Provided passage:
A brief recap, Nole completed his career slam finally winning the 2016 French Open at RG in his 12th attempt. Having conquered the world of tennis and fulfilled the dream of his childhood coach Jelena Gencic, Nole took a significant step back in his level of focus and intensity, allowing the world to sneak up and knock him off the top of the mountain. The next several months included a shocking early round loss to Sam Querrey at Wimbledon, a first round exit at the Olympics, a Final loss to Stan Wawrinka in New York and demotion to World №2 by Andy Murry in November. Many expected him to get back on track in 2017 with an Aussie Open title, however he was quickly sent out of the tournament by Uzbekistan’s Denis Istomin, a career low point in the eyes of the tennis world. The struggle continued through the early season Masters and clay tournaments leading to the abrupt dismissal of his entire coaching and physio team pre-Madrid. In following matches, sparks of what made Nole so dominant were clearly visible and although he was unable to title in either of the French Open lead-up Masters, it is reasonable to predict a more focused and dangerous Djoker (accompanied by new brand Lacoste! and new coach Andre Agassi!!!) will be on hand at Roland Garros.
Best case scenario, we get an epic head-to-head with Rafa in the semis or final… worst case scenario is an early round upset at the hands of a tomato can like Andrey Kuznetsov, or equivalent. Not worth backing at +300 but well worth watching for signs of vintage Nole.
Stan Wawrinka is the only other past winner in the field and can’t be dismissed from contention despite a truly lackluster 2017 campaign. Year-in, year-out, Stan brings his best out for the major tournaments, having won three despite never being ranked World №1 (a distinction which he alone holds). Stan’s previous title at Roland Garros came in 2015 when he upset an exhausted Djokovic in the Final 4–6 6–4 6–3 6–4 as a +525 underdog; worth noting that Nole dispatched Nadal that year in the QFs and slogged out a 5-setter with Andy Murray in the SFs while Stan had an extremely favorable draw. Stan backed up his win with a second victory over Djokovic last year in the US Open and his general strength and stamina puts him in the conversation with Nole as realistic contender to title. His current odds around 13/1 are very nice and will be worth strongly considering once we see who ends up in his quarter of the draw; it may be wise to snap up that number now if you like it, if he ends up with Raonic or Nishikori opposite him in the top half with Murray, the 13/1 will become 8/1 or 9/1 very quickly.
Young Guns Looking to Make a Run (That Probably Will)
Dominic Thiem, in the eyes of many, is the strongest clay player in the world not named Rafael Nadal and it is only a matter of time until he secures his first Grand Slam Title. He made a semi-final run in here in 2016 which ended poorly at the hands of a peaking Djokovic. His run-up to the French Open this year featured better scheduling decisions and important head-to-heads, despite not taking home the hardware in the chances he had. On the plus side, Thiem is a fun player to support, easy to cheer for, always shows up with effort at 100% and on the right day he can beat anyone. On the minus side, his price absolutely reflects his status as a fan favorite. It’s somewhat surprising, even silly to see a player that has never won a Major or a Masters event listed under 10/1 but here we are looking at Thiem the third favorite to win the French Open at 9/1.

What to work on: Rewrite the part of the French Open preview starting at "Best case scenario, we" and ending at "of vintage Nole.", replacing "tomato can" with "journeyman". The records are separate material with no connection to the French Open preview.

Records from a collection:

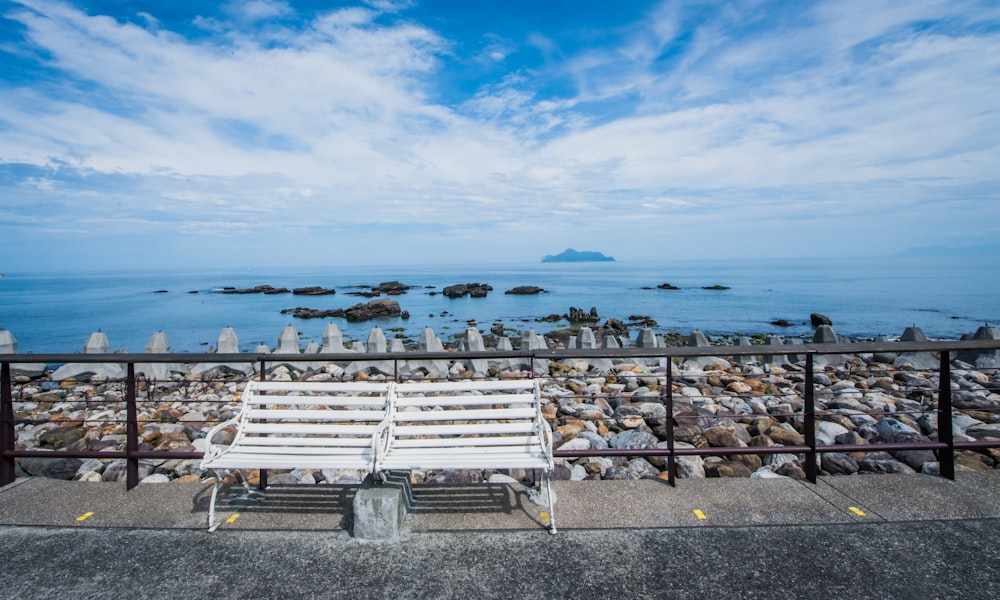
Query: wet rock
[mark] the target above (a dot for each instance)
(525, 290)
(818, 319)
(473, 290)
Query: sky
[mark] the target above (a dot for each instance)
(146, 134)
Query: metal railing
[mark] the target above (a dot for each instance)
(945, 445)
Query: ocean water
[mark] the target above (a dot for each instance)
(945, 296)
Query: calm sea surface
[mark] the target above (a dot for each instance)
(945, 296)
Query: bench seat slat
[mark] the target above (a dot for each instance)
(325, 441)
(502, 440)
(451, 387)
(308, 428)
(257, 461)
(475, 428)
(484, 399)
(319, 386)
(314, 415)
(344, 401)
(486, 461)
(464, 415)
(286, 451)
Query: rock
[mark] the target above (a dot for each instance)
(117, 470)
(642, 468)
(971, 462)
(391, 288)
(785, 436)
(765, 473)
(53, 468)
(525, 290)
(383, 307)
(827, 432)
(577, 315)
(889, 426)
(727, 468)
(155, 478)
(501, 478)
(851, 438)
(791, 469)
(727, 436)
(313, 291)
(260, 289)
(473, 290)
(838, 463)
(818, 319)
(633, 438)
(539, 496)
(882, 462)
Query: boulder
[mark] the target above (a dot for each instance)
(525, 290)
(473, 290)
(818, 319)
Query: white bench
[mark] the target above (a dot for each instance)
(467, 425)
(307, 425)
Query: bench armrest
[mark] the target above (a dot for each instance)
(213, 450)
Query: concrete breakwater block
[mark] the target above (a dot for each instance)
(380, 508)
(915, 360)
(97, 343)
(226, 343)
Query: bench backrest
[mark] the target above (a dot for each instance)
(317, 415)
(434, 422)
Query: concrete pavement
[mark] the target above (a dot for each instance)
(887, 536)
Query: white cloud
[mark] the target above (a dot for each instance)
(337, 123)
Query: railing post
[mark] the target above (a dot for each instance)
(262, 482)
(671, 459)
(946, 458)
(7, 435)
(809, 421)
(131, 430)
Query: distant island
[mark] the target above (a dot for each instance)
(571, 255)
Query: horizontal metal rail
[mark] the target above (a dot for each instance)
(945, 445)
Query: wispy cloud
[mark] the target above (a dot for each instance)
(262, 118)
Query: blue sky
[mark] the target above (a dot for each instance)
(139, 134)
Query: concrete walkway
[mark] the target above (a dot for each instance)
(887, 536)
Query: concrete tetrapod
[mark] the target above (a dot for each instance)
(227, 343)
(8, 345)
(97, 343)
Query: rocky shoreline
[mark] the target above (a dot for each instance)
(592, 404)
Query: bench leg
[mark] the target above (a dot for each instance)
(552, 504)
(212, 525)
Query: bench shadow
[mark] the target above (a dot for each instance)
(322, 499)
(461, 498)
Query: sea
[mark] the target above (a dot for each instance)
(863, 297)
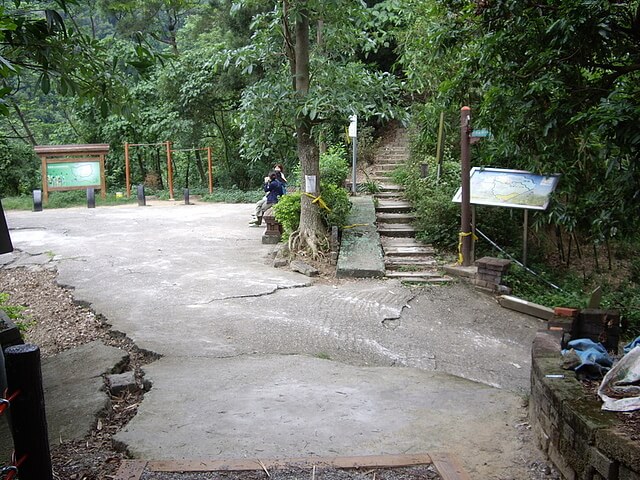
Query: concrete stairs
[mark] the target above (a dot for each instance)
(405, 258)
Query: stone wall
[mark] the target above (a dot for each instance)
(579, 438)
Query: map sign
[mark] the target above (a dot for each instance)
(510, 188)
(73, 174)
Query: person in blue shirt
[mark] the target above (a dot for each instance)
(274, 190)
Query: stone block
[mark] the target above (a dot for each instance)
(619, 447)
(626, 474)
(530, 308)
(603, 465)
(565, 469)
(304, 268)
(586, 418)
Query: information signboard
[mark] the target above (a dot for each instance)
(510, 188)
(73, 174)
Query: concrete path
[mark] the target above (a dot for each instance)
(261, 362)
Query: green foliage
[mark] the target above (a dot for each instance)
(14, 312)
(400, 175)
(369, 187)
(334, 167)
(337, 199)
(19, 169)
(287, 213)
(437, 216)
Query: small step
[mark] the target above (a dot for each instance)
(399, 196)
(407, 251)
(395, 217)
(396, 230)
(396, 262)
(420, 277)
(385, 167)
(393, 206)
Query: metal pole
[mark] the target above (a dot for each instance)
(355, 161)
(465, 154)
(28, 419)
(127, 172)
(473, 235)
(169, 171)
(210, 162)
(524, 237)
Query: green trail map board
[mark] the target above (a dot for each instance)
(510, 188)
(73, 174)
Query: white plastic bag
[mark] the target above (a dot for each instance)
(624, 380)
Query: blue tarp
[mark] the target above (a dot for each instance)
(630, 346)
(594, 357)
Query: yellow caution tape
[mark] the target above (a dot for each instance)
(356, 225)
(318, 200)
(461, 235)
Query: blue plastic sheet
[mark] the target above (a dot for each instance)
(630, 346)
(594, 357)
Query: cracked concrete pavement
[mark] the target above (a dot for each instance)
(264, 362)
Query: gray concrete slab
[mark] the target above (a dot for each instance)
(361, 255)
(74, 392)
(195, 285)
(289, 406)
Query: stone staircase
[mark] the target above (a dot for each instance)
(405, 258)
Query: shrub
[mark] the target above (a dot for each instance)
(337, 199)
(334, 167)
(287, 213)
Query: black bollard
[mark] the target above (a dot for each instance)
(5, 239)
(142, 201)
(37, 200)
(91, 197)
(28, 419)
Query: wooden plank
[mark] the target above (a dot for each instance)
(449, 467)
(372, 461)
(130, 470)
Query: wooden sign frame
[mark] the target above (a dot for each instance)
(72, 154)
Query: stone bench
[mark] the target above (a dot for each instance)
(273, 233)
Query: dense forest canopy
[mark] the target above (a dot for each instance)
(557, 82)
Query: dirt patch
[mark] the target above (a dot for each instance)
(57, 323)
(423, 472)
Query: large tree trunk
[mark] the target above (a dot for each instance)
(311, 234)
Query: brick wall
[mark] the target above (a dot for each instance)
(579, 438)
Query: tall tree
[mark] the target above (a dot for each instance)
(317, 85)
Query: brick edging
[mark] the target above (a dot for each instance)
(570, 428)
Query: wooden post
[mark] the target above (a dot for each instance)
(524, 237)
(5, 239)
(45, 180)
(91, 197)
(37, 200)
(440, 146)
(169, 171)
(28, 419)
(210, 163)
(127, 169)
(465, 154)
(142, 199)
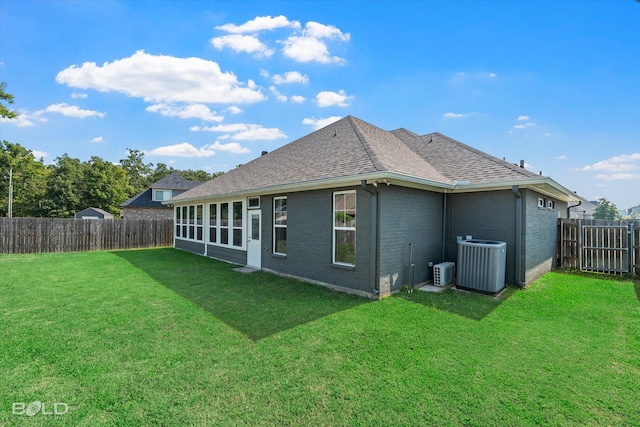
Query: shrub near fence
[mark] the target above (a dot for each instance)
(33, 235)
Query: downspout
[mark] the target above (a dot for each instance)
(374, 237)
(444, 224)
(519, 280)
(570, 207)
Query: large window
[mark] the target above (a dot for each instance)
(189, 222)
(280, 225)
(344, 228)
(226, 223)
(161, 195)
(213, 223)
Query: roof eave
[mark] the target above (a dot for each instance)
(543, 185)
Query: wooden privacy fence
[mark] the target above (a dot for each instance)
(611, 247)
(33, 235)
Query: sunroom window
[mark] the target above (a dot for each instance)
(280, 225)
(344, 228)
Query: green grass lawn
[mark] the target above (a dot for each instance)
(163, 337)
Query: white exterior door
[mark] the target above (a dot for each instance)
(254, 248)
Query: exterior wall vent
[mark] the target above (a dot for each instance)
(443, 273)
(481, 265)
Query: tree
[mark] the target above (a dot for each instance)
(138, 172)
(29, 177)
(5, 112)
(64, 195)
(606, 210)
(106, 185)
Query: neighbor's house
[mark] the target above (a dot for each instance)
(352, 206)
(93, 213)
(583, 210)
(148, 204)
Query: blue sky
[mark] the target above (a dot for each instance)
(211, 84)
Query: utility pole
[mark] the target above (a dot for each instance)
(10, 192)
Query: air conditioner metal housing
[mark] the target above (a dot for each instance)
(481, 265)
(443, 273)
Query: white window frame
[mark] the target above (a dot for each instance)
(336, 228)
(278, 226)
(164, 192)
(253, 202)
(233, 226)
(189, 222)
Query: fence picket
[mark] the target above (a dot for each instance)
(604, 246)
(34, 235)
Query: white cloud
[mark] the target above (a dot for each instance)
(321, 31)
(304, 45)
(39, 154)
(187, 150)
(290, 77)
(308, 49)
(231, 147)
(242, 131)
(26, 119)
(72, 111)
(619, 167)
(277, 94)
(619, 176)
(193, 111)
(242, 43)
(260, 23)
(525, 125)
(182, 150)
(328, 99)
(162, 78)
(320, 123)
(458, 115)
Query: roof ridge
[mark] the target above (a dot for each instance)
(487, 156)
(364, 140)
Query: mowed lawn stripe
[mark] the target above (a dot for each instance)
(163, 337)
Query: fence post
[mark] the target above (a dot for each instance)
(579, 248)
(632, 249)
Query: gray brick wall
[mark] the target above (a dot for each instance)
(309, 239)
(541, 236)
(147, 213)
(408, 217)
(483, 215)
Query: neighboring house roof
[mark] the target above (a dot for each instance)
(95, 210)
(173, 181)
(352, 149)
(584, 209)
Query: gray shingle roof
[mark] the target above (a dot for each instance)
(174, 181)
(351, 147)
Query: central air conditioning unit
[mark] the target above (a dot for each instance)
(481, 265)
(443, 273)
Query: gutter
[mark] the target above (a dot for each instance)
(519, 270)
(374, 237)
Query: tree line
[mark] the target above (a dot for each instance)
(61, 189)
(69, 185)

Exercise output:
Best case scenario, we get an epic head-to-head with Rafa in the semis or final… worst case scenario is an early round upset at the hands of a journeyman like Andrey Kuznetsov, or equivalent. Not worth backing at +300 but well worth watching for signs of vintage Nole.